--- Material supplied Enclosed Below ---
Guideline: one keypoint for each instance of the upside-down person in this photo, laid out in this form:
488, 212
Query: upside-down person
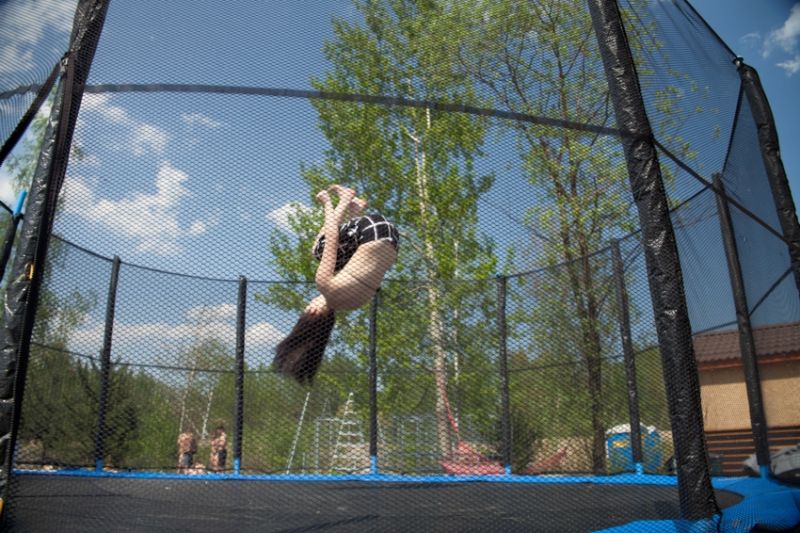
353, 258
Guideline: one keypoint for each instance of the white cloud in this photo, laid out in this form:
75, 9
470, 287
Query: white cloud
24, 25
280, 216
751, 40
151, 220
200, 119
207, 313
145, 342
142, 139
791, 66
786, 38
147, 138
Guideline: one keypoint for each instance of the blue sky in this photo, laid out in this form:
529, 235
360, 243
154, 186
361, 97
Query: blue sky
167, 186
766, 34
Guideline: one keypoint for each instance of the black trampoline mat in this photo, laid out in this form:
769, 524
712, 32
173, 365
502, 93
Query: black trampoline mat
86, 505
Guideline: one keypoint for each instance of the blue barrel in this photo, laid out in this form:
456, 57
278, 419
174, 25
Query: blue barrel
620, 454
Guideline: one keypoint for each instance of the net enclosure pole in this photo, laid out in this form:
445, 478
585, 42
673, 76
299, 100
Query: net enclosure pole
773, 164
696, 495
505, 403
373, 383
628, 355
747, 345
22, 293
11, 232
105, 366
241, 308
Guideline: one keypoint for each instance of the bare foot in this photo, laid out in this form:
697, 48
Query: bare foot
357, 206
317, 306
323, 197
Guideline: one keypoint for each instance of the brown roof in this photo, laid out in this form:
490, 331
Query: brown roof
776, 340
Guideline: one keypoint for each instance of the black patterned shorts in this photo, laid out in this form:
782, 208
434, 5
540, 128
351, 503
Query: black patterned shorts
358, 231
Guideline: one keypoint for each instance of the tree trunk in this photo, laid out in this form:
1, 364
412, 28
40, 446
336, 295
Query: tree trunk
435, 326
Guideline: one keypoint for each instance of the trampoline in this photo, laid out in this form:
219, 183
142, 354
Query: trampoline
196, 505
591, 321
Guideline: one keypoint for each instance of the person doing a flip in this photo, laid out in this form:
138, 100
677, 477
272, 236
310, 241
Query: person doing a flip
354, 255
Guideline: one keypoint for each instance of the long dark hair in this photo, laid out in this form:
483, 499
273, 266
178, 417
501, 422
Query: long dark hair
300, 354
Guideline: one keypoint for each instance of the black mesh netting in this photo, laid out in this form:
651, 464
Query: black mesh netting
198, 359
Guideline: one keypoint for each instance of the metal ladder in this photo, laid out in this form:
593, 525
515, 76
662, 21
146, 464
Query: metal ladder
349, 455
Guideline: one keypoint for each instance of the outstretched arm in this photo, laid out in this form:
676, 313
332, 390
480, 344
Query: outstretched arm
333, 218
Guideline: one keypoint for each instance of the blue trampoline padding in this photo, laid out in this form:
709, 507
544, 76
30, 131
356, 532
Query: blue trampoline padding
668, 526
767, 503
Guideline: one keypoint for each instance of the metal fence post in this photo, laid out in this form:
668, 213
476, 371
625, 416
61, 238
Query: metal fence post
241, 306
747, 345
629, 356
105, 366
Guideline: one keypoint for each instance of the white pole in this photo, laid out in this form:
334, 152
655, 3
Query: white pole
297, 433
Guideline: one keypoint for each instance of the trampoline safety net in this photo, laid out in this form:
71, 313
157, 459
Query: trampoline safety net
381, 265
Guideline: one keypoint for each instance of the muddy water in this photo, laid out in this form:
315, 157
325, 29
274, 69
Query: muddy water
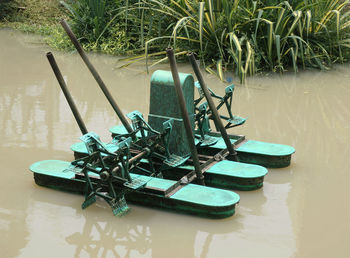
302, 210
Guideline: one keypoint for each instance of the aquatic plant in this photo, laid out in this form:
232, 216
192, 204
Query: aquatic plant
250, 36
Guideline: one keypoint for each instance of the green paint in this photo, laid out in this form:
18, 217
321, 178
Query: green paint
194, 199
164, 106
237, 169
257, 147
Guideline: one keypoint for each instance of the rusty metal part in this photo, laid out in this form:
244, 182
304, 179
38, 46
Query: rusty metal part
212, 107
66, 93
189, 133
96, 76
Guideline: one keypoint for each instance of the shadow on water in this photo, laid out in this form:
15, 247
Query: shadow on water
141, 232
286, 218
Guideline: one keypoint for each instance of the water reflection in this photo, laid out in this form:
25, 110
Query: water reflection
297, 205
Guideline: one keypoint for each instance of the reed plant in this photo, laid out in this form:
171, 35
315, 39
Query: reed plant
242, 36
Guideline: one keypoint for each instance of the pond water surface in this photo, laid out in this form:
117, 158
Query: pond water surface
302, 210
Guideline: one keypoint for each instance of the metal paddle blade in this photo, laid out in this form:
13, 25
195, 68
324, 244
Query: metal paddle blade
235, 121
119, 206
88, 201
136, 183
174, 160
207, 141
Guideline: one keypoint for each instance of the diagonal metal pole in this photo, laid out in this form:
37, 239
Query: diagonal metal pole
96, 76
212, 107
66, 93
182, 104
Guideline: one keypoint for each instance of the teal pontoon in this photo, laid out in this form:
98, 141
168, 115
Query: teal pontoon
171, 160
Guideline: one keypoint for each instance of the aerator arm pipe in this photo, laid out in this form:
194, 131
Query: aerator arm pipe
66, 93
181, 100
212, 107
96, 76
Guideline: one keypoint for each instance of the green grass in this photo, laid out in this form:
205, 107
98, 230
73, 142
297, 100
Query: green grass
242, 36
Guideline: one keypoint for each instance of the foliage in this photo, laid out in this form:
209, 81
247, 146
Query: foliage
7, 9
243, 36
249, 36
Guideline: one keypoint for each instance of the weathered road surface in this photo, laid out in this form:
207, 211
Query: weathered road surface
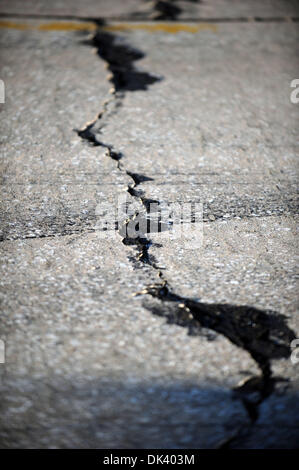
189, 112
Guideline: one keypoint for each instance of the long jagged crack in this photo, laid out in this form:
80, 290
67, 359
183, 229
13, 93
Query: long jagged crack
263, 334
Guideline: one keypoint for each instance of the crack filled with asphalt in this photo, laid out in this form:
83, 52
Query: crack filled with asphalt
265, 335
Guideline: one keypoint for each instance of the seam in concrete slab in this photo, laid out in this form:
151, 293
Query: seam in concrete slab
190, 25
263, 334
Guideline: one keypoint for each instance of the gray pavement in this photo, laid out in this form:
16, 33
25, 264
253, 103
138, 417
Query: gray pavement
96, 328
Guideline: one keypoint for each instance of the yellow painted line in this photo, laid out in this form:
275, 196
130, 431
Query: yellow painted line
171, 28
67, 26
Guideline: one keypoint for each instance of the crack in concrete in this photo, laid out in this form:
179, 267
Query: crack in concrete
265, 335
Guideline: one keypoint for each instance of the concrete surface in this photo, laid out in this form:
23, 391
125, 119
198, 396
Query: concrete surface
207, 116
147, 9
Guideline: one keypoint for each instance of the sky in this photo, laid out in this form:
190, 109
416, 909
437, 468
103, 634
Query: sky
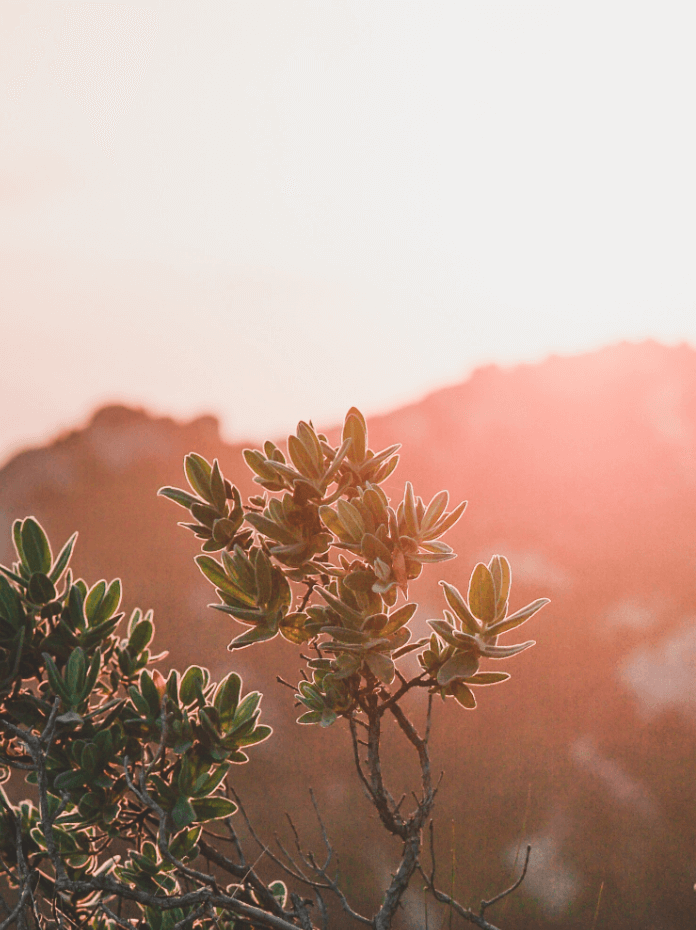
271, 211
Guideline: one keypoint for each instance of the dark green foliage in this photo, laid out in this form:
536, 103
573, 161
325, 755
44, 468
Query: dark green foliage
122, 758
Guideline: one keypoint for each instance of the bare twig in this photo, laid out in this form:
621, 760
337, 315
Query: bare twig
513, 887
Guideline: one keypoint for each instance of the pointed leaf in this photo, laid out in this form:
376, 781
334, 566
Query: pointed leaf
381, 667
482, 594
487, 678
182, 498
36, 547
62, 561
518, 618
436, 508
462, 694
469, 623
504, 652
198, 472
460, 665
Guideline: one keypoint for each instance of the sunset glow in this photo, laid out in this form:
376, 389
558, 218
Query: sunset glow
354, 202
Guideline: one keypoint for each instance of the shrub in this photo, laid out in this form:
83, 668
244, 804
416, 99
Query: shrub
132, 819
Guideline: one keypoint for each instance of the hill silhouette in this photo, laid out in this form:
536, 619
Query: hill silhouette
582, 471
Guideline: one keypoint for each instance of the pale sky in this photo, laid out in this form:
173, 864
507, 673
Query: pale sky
--- End of Enclosed Material supplied ---
--- Material supplied Enclosed Below ---
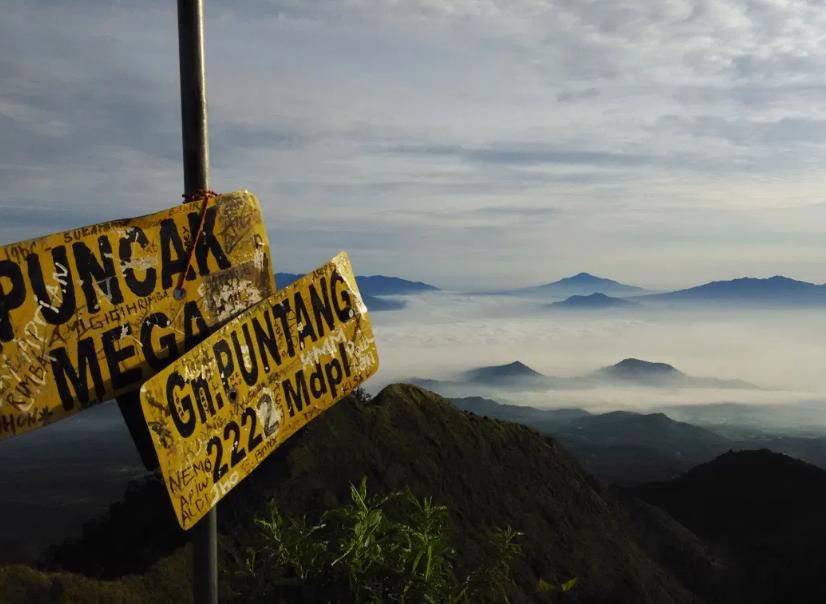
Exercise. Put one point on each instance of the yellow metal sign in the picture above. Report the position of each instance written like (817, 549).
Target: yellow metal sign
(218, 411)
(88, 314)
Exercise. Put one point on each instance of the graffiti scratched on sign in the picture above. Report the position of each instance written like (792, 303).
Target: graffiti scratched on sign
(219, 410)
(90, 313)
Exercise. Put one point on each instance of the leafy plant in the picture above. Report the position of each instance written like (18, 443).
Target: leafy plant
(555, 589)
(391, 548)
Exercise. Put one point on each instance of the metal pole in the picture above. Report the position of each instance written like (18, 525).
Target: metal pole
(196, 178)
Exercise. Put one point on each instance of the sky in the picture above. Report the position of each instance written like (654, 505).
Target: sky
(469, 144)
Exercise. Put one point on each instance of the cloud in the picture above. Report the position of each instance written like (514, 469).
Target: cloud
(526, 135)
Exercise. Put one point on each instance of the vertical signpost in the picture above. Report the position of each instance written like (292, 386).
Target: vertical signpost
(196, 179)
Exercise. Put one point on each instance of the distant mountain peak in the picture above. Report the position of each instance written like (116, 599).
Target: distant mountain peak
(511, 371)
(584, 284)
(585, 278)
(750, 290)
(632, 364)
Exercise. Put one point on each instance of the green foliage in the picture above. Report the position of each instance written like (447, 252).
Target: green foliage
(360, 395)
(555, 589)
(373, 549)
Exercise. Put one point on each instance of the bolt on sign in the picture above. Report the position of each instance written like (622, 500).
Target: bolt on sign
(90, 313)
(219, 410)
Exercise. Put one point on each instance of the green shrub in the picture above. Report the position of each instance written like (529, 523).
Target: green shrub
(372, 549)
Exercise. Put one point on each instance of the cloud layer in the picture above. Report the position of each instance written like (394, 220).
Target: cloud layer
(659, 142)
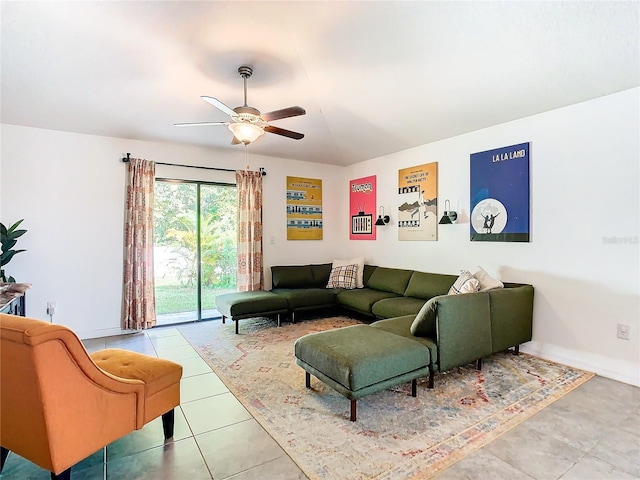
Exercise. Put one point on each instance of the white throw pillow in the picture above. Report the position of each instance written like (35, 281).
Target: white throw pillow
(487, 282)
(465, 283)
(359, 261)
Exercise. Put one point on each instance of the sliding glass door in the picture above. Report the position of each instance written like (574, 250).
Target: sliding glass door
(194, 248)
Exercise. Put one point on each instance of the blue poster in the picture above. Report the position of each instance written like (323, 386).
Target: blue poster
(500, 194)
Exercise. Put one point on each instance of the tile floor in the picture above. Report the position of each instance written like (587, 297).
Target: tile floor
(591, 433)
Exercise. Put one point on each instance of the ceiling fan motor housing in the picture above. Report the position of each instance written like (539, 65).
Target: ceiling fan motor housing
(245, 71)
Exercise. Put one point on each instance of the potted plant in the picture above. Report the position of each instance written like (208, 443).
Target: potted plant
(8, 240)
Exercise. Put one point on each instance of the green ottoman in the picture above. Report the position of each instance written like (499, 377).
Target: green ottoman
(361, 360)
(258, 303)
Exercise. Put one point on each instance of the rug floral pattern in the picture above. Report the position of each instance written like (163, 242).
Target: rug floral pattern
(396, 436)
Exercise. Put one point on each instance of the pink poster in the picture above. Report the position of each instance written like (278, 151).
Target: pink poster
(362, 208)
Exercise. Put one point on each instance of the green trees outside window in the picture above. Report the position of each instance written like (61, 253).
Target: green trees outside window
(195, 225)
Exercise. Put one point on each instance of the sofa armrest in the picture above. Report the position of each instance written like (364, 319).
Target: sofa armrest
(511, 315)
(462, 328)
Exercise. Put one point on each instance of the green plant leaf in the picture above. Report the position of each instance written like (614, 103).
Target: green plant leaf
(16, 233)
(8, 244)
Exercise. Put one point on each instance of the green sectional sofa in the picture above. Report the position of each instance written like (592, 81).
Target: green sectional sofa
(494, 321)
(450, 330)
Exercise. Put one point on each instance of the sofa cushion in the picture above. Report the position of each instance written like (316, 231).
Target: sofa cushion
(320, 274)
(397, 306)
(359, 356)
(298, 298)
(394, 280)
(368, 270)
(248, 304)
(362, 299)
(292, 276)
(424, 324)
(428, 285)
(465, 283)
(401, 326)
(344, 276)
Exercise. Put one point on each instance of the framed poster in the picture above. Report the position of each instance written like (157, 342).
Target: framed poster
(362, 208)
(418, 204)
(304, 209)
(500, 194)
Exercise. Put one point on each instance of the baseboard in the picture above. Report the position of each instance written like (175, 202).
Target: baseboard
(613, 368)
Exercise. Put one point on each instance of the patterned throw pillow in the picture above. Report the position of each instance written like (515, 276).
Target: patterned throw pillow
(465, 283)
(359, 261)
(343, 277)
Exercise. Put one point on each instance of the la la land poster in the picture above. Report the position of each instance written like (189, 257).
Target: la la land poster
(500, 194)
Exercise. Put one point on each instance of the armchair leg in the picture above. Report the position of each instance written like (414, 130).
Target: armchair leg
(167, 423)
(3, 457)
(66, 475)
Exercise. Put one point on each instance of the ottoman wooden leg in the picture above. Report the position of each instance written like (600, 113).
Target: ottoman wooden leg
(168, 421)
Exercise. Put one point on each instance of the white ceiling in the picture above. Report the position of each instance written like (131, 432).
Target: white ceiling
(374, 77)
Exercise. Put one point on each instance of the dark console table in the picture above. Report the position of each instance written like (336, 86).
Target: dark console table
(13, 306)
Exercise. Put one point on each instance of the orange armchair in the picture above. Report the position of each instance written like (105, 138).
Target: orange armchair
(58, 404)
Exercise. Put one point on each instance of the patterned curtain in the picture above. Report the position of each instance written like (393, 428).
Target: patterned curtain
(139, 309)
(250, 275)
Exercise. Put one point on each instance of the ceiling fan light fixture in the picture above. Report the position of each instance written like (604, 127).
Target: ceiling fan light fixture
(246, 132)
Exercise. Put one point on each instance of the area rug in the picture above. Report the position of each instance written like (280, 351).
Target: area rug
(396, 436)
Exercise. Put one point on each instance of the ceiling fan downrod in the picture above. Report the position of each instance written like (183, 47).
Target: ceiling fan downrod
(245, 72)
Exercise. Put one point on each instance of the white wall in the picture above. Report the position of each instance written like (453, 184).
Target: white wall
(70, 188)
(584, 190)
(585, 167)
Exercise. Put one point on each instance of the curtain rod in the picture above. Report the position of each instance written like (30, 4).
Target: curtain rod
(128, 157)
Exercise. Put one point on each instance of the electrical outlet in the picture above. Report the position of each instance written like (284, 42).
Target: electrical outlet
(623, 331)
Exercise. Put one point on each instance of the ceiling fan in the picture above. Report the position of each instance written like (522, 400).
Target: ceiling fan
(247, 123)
--- End of Enclosed Material supplied ---
• [What the exercise asks]:
Where the word "pale" shows up in a line of the entries above, count that line; the answer is the total alone.

• [Answer space]:
2